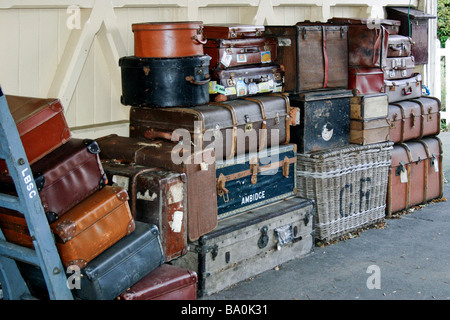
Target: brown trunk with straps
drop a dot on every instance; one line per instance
(416, 174)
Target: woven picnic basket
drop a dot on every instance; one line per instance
(348, 184)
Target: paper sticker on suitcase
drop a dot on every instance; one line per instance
(157, 197)
(41, 125)
(255, 179)
(248, 244)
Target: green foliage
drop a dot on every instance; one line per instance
(443, 21)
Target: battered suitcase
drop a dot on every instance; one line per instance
(369, 131)
(264, 119)
(315, 56)
(364, 80)
(157, 197)
(402, 89)
(232, 31)
(399, 68)
(367, 42)
(416, 174)
(246, 245)
(325, 120)
(228, 53)
(414, 119)
(92, 226)
(369, 106)
(198, 165)
(414, 24)
(122, 265)
(399, 46)
(168, 39)
(66, 176)
(255, 179)
(165, 82)
(41, 125)
(166, 282)
(232, 83)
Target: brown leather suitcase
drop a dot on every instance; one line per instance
(315, 56)
(399, 68)
(228, 53)
(198, 164)
(168, 39)
(256, 117)
(65, 177)
(399, 46)
(414, 24)
(414, 119)
(41, 125)
(369, 131)
(367, 42)
(403, 89)
(92, 226)
(364, 80)
(157, 197)
(245, 81)
(167, 282)
(232, 31)
(416, 174)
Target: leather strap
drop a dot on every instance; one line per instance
(325, 56)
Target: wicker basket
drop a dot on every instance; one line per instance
(348, 184)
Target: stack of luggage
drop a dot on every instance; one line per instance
(246, 145)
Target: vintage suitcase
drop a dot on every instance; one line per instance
(369, 131)
(248, 244)
(65, 177)
(325, 120)
(263, 119)
(414, 118)
(165, 82)
(93, 226)
(122, 265)
(402, 89)
(364, 80)
(198, 164)
(233, 83)
(414, 24)
(255, 179)
(399, 46)
(157, 197)
(399, 68)
(416, 174)
(232, 31)
(166, 282)
(168, 39)
(315, 56)
(369, 106)
(228, 53)
(367, 42)
(41, 125)
(348, 185)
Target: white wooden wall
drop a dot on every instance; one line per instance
(46, 52)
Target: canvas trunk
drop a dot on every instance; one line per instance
(248, 244)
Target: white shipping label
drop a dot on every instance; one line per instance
(177, 221)
(403, 176)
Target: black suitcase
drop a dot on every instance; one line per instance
(165, 82)
(324, 120)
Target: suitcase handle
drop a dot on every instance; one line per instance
(192, 80)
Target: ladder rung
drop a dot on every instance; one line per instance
(10, 202)
(17, 252)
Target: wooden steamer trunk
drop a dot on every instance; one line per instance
(157, 197)
(250, 243)
(324, 119)
(348, 185)
(416, 175)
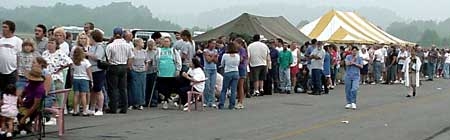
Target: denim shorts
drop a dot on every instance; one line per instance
(80, 85)
(21, 83)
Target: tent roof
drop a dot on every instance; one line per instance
(348, 27)
(269, 27)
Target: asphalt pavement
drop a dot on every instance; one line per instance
(384, 113)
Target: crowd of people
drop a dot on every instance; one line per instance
(126, 73)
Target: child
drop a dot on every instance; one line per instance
(82, 76)
(33, 94)
(24, 63)
(9, 110)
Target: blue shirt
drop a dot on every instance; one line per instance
(353, 72)
(327, 64)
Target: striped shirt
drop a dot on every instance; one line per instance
(118, 52)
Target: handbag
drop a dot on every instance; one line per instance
(104, 65)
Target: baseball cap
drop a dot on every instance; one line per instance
(118, 30)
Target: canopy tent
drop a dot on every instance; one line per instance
(348, 27)
(269, 27)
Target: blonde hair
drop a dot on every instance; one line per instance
(87, 39)
(136, 41)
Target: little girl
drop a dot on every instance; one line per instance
(25, 60)
(9, 110)
(82, 76)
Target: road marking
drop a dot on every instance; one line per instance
(359, 115)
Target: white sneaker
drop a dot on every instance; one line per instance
(348, 106)
(353, 106)
(98, 113)
(52, 121)
(9, 134)
(165, 105)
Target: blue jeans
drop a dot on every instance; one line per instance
(316, 80)
(351, 89)
(230, 80)
(446, 68)
(285, 79)
(431, 70)
(377, 71)
(137, 88)
(210, 85)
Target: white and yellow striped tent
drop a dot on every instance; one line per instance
(348, 27)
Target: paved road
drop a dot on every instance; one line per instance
(383, 114)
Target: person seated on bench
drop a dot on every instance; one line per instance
(32, 96)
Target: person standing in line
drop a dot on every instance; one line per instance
(402, 55)
(230, 62)
(241, 45)
(259, 61)
(366, 59)
(317, 57)
(294, 67)
(95, 54)
(326, 76)
(151, 96)
(169, 63)
(10, 46)
(411, 68)
(138, 76)
(354, 64)
(285, 61)
(40, 38)
(120, 57)
(210, 55)
(272, 75)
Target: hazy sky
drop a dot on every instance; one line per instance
(408, 9)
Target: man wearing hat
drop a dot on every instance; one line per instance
(120, 57)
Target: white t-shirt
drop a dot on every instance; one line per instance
(447, 57)
(379, 55)
(402, 54)
(258, 53)
(9, 48)
(365, 56)
(80, 72)
(294, 57)
(198, 75)
(64, 48)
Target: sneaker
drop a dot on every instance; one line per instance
(353, 106)
(9, 134)
(98, 113)
(348, 106)
(165, 105)
(52, 121)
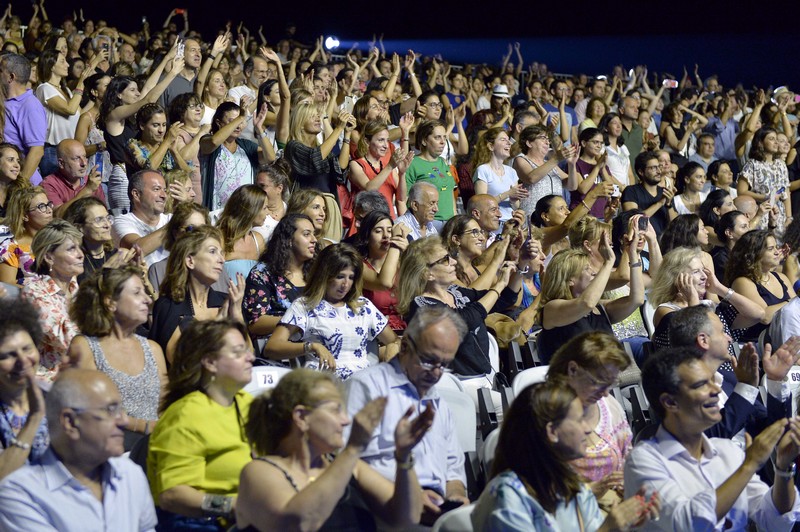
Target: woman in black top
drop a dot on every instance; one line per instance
(571, 290)
(427, 276)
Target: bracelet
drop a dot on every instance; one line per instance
(407, 464)
(25, 446)
(216, 505)
(729, 294)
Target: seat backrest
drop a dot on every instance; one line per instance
(458, 520)
(528, 377)
(265, 378)
(450, 381)
(494, 353)
(463, 408)
(488, 450)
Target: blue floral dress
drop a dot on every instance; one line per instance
(344, 332)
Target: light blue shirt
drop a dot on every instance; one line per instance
(46, 496)
(688, 487)
(438, 457)
(505, 505)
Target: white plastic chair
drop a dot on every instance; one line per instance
(450, 381)
(527, 377)
(463, 408)
(265, 378)
(458, 520)
(488, 450)
(794, 387)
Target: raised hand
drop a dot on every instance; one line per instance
(778, 364)
(408, 433)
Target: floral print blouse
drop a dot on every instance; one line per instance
(59, 330)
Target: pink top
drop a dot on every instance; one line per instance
(609, 444)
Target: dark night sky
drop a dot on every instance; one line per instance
(665, 35)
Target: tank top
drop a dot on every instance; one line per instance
(140, 393)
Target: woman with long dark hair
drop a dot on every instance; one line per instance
(533, 486)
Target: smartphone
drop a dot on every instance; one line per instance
(446, 506)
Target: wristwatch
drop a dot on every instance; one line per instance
(786, 473)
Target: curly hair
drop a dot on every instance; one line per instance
(681, 232)
(89, 308)
(590, 350)
(19, 315)
(368, 223)
(564, 266)
(182, 213)
(456, 227)
(675, 262)
(525, 449)
(715, 199)
(745, 258)
(176, 283)
(329, 263)
(279, 248)
(371, 128)
(425, 130)
(199, 341)
(483, 149)
(271, 414)
(239, 214)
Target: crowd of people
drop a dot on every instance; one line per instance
(176, 208)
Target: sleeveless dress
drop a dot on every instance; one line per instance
(243, 266)
(140, 393)
(350, 515)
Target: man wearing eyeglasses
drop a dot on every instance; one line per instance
(428, 347)
(73, 179)
(82, 483)
(741, 407)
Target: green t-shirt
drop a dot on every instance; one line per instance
(438, 174)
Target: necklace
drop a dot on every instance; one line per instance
(13, 419)
(380, 166)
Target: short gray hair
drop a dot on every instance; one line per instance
(18, 65)
(428, 316)
(687, 323)
(415, 194)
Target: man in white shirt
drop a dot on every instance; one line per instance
(145, 224)
(708, 483)
(700, 328)
(423, 204)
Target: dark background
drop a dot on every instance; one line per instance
(752, 44)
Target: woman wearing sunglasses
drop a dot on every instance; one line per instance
(427, 278)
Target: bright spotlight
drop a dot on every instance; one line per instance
(331, 43)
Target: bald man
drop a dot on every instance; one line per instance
(750, 208)
(73, 179)
(82, 482)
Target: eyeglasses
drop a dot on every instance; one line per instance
(443, 261)
(43, 207)
(475, 232)
(100, 219)
(425, 363)
(114, 410)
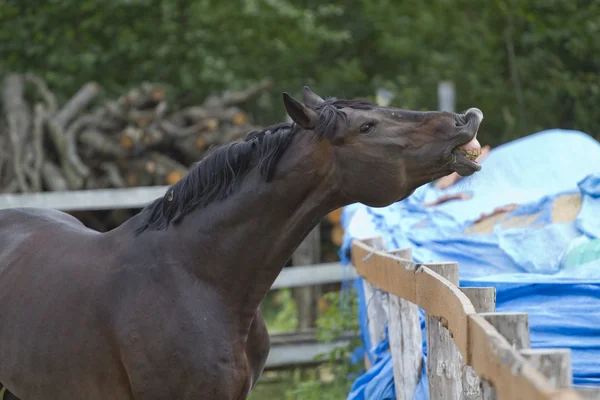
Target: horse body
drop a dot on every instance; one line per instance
(167, 305)
(121, 326)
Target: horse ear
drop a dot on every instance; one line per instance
(310, 98)
(303, 116)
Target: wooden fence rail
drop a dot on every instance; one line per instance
(473, 352)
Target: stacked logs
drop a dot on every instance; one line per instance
(134, 140)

+++++

Your goal> Begin with the line above that has "Target: raised hand" and continue through the line that has "Target: man wearing eyeglasses", setting each one down exactly. Stop there.

Answer box>
Target: raised hand
drop a dot on every instance; one line per instance
(778, 364)
(408, 433)
Target: floral print blouse
drop a dot on every instance; one line per instance
(59, 330)
Target: pink top
drop a dot on every instance; one line per instance
(609, 444)
Target: dark night sky
drop a dot on every instance; one line per instance
(665, 35)
Target: tank top
drop a dot on every instance; one line per instance
(140, 393)
Target: woman with long dark hair
drop a dot on every instance; one line per instance
(533, 486)
Target: smartphone
drop a dot on every instance; one line per instance
(446, 506)
Target: wristwatch
drop a dot on every instance; one line per instance
(786, 473)
Target: curly hair
drop a dot on every instance; one line per instance
(681, 232)
(89, 308)
(590, 350)
(19, 315)
(368, 223)
(564, 266)
(182, 213)
(456, 227)
(675, 262)
(525, 449)
(715, 199)
(745, 258)
(176, 283)
(329, 263)
(279, 248)
(371, 128)
(425, 130)
(199, 341)
(483, 149)
(271, 414)
(239, 214)
Target: crowd of people
drop a dot on every instance; one line per instance
(176, 208)
Target: sleeveless dress
drop a dot on every instance; one line per instance
(243, 266)
(140, 393)
(350, 515)
Target: man wearing eyeglasses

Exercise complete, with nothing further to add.